*** MATERIAL FOR THIS EXERCISE Section Begins ***

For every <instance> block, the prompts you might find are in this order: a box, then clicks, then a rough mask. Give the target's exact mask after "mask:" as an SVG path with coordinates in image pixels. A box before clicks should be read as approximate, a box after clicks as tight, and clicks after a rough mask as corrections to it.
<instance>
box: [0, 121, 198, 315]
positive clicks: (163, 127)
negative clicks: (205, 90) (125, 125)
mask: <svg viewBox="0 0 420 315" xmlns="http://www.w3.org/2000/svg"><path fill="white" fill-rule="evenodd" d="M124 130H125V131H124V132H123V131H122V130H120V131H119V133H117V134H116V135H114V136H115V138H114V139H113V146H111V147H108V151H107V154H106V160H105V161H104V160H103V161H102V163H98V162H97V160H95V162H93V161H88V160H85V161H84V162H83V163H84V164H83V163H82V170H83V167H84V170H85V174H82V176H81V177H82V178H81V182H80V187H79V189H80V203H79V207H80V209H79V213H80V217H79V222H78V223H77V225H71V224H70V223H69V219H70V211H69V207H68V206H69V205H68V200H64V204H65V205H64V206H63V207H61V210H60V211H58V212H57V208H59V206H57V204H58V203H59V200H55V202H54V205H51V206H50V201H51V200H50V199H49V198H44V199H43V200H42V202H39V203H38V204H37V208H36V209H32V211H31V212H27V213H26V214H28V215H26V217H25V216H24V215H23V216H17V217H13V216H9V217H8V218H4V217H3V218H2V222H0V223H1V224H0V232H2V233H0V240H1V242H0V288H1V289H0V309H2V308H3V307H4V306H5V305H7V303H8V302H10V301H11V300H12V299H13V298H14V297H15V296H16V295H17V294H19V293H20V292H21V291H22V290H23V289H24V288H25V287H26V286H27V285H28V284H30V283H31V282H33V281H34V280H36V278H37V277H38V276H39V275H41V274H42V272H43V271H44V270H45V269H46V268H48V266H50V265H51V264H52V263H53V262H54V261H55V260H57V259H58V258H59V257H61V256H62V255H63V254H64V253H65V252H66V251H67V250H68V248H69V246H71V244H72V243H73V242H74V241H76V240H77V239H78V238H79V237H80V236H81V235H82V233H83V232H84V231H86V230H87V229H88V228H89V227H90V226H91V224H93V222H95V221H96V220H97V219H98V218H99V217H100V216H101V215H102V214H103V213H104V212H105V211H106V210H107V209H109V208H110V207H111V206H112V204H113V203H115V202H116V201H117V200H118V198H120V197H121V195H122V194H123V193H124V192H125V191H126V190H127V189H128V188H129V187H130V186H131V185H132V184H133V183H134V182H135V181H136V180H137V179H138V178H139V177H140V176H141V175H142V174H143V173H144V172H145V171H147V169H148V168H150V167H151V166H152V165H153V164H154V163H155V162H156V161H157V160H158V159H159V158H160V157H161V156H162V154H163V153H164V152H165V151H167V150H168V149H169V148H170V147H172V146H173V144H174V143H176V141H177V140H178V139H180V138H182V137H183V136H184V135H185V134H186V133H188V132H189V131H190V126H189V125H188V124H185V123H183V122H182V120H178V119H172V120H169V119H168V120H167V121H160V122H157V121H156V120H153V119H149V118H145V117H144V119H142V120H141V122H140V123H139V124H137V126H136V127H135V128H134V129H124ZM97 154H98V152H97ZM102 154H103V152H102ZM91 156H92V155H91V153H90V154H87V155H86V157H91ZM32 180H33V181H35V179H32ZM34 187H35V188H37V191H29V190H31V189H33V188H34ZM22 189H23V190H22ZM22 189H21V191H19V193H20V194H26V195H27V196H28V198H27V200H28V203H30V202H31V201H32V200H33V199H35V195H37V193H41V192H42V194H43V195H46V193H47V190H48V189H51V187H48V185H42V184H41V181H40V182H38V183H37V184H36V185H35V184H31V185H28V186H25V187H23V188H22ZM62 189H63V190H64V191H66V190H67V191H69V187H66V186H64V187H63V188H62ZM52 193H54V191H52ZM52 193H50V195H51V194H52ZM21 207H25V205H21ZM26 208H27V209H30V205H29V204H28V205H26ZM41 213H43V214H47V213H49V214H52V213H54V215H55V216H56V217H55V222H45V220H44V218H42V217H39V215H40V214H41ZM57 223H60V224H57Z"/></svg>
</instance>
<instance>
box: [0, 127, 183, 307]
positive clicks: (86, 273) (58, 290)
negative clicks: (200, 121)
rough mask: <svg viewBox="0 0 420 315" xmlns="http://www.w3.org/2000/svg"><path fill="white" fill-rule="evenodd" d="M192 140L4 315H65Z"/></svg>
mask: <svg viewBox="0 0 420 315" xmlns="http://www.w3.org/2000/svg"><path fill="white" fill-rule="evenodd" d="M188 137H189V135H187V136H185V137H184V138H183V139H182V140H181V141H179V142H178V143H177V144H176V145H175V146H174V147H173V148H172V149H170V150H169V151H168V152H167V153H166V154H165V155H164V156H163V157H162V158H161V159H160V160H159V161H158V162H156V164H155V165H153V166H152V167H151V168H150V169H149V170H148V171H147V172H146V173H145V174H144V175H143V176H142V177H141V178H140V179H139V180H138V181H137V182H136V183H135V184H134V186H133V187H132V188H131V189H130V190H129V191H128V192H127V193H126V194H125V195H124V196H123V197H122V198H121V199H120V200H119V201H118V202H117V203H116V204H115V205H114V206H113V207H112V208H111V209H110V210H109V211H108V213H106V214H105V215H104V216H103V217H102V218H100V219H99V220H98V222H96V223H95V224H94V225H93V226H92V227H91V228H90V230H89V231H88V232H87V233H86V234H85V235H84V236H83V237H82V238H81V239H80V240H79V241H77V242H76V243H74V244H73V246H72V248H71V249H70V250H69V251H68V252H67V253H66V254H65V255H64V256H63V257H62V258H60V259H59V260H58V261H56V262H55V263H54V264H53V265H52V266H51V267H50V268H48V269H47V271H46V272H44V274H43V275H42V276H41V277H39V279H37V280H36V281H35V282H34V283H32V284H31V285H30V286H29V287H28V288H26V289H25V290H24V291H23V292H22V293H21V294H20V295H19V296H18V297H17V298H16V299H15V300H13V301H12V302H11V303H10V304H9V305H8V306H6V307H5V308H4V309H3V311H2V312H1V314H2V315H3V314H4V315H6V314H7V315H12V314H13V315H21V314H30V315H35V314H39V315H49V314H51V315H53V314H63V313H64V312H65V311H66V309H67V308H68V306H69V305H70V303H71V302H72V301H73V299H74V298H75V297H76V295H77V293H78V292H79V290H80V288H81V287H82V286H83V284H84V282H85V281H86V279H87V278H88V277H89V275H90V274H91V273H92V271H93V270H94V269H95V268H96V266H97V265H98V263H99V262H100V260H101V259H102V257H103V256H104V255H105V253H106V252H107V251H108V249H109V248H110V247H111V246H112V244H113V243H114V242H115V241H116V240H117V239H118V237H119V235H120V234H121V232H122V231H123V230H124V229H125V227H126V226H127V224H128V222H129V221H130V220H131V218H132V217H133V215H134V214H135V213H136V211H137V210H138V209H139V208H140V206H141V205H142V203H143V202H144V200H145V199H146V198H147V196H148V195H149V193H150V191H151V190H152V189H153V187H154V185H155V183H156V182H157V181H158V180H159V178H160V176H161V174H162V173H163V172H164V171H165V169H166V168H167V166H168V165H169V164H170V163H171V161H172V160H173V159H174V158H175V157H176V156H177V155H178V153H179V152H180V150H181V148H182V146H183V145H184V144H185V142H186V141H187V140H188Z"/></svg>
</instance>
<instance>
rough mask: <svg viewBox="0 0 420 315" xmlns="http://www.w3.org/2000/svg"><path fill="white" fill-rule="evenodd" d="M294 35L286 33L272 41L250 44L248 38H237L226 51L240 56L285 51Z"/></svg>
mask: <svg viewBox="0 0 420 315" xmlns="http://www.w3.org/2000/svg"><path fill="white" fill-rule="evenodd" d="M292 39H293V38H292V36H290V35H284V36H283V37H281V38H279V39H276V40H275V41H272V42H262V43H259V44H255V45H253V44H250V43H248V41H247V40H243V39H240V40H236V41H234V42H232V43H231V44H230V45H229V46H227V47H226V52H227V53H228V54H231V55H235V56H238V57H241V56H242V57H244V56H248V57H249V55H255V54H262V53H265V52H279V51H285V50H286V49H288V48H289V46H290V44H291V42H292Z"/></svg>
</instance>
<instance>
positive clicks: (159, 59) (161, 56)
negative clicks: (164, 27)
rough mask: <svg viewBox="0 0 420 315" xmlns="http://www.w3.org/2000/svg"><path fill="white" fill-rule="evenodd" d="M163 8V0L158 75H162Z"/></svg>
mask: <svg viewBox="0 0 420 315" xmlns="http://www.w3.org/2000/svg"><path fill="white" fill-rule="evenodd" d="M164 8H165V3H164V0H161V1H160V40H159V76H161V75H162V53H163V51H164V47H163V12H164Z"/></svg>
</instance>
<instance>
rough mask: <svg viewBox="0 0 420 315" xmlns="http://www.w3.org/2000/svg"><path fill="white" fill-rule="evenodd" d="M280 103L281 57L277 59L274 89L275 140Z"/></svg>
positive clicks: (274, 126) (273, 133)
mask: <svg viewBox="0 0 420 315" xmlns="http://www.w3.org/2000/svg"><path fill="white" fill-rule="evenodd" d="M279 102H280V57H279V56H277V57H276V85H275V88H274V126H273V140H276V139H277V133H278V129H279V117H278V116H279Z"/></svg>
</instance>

*** MATERIAL FOR THIS EXERCISE Section Ends ***
*** MATERIAL FOR THIS EXERCISE Section Begins ***

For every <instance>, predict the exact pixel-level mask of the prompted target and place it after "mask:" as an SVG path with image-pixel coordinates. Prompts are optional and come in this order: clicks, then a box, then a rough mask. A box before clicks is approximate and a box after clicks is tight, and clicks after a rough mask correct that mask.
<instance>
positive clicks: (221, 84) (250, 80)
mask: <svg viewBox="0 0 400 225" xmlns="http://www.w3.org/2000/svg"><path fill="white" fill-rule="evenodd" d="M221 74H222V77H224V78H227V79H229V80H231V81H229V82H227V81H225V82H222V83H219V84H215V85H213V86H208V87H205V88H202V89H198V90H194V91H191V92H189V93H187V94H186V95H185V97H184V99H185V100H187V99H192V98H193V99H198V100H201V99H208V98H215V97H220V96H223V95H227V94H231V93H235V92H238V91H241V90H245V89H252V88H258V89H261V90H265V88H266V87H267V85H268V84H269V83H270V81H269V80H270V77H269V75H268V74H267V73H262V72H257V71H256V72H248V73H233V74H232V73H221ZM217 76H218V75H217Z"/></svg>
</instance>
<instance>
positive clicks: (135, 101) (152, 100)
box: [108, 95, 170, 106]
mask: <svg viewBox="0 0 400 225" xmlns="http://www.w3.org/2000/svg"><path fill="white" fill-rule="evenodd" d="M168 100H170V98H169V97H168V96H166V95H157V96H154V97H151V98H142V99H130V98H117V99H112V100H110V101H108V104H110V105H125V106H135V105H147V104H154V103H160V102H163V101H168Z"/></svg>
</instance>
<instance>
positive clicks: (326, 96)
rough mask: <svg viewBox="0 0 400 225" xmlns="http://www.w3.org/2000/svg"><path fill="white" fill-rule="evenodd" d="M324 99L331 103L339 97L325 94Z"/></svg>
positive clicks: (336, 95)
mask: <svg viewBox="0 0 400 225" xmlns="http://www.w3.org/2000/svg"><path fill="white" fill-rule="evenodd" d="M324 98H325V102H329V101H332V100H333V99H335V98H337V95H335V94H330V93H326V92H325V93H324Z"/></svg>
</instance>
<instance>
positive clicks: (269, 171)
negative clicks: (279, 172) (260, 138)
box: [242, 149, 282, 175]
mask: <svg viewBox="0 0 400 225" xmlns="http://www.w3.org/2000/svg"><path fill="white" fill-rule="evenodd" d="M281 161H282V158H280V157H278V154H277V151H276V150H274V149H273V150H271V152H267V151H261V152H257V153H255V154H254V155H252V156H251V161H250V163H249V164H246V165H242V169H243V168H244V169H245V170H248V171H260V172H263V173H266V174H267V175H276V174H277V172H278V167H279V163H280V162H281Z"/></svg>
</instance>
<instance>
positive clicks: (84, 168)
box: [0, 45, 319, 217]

*** MATERIAL FOR THIS EXERCISE Section Ends ***

*HOW TO COMPLETE THIS TASK*:
Please copy every line of the entries above that contains the string "tight", matching its case.

*RESULT*:
For every <instance> block, the prompts you might find are in this order: a box, then clicks, then a rough mask. Give the target's exact mask after "mask:" as an SVG path with coordinates in image pixels. A box before clicks should be read as approximate, a box after clicks as tight, and clicks after a rough mask as corrections to it.
For every <instance>, predict the exact pixel-level mask of the prompted target and place it after "mask:" as an SVG path with image-pixel coordinates. Prompts are optional and come in this order: clicks, then a box, then a rough mask. A box before clicks is approximate and a box after clicks is tight, and clicks after a rough mask correct that mask.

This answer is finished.